*EXTRACT*
┏━━

Two teens overdose on dangerous 'designer drug'
SHERWOOD, Ore. -- The overdoses of two teenage girls in Sherwood led to the arrest of a 17-year-old boy, Washington County sheriff's deputies said.
Sgt. Dave Thompson warned parents that the drug, known as "25i" and has also been called "Smiles" and "N-Bomb" may be becoming more common in the Northwest and that other teenagers in Sherwood could also have the same drug the two girls overdosed on.
It is generally taken by putting a small piece of paper on your tongue or in your mouth, allowing the liquid chemical to be absorbed. Parents should watch for small pieces of paper, similar to stamps, that may contain cartoons or other pictures.
The case surfaced Friday evening when an off-duty sheriff's deputy driving on Southwest Woodhaven Drive in Sherwood spotted a 16-year-old girl having a seizure on the side of the road, according to a news release from the Washington County Sheriff's Office. Two other teens were with her.
As deputies stopped and rendered aid to the girl, the other 17-year-old girl began having a seizure.
Both girls were taken to Providence Hospital in Newberg. There, they told deputies they had taken the drug "25i," a synthetic, hallucinogenic drug that can cause severe side effects, including seizures, deputies said.
The Drug Enforcement Administration outlawed the drug 25i and similar compounds in November, adding it has been linked to 19 deaths.
A 17-year-old boy, who was at the scene with the girls, was later arrested on two counts of recklessly endangering another person. Deputies said he supplied the 25i to the girls.

┗━━

*Dataset listing*
┏━━

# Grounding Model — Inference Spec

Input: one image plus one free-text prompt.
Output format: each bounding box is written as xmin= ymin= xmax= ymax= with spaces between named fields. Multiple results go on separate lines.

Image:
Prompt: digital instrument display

┗━━

*PROBLEM SET*
1 - Why does the Sherwood overdose report tell parents to watch for small pieces of paper resembling stamps? Answer in one to three sentences.
2 - What happened in the Sherwood overdose report? Sum it up in two sentences.
3 - Extend the Sherwood overdose report from where it stops.
The listing has nothing to do with what comes next.

*SOLVED PROBLEMS*
1 - The drug is usually taken by putting a small piece of paper on the tongue or in the mouth so the liquid chemical can be absorbed. Pieces of paper like stamps, sometimes printed with cartoons or other pictures, may contain it.

2 - Two teenage girls in Sherwood had seizures after taking "25i," a synthetic hallucinogenic drug that the DEA outlawed in November and has linked to 19 deaths. A 17-year-old boy who deputies said supplied the drug was arrested on two counts of recklessly endangering another person.

3 -
Deputies said the same drug may have been distributed to "numerous" people in the Sherwood area and are cautioning parents to keep a look out for abnormal behavior in their teens.
The 17-year-old boy arrested and the 16-year-old girl who overdosed attend Sherwood High School. The school district said it's conducting its own investigation to see if any drug use or sales happened on school grounds. There is also a plan to provide educational information about the drug to students and parents by the end of the week.
'We've asked kids about 25i, and we haven't had any kids who even know what it is at this point," said Principal Ken Bell.
Several teens outside Sherwood High School told KATU as well they didn't know about the drug until this happened.
"I didn't know our town would get it I guess," said one sophomore.
"My parents talked to me about it now, and I think it's just good to get the word out, like don't do it," said another sophomore student.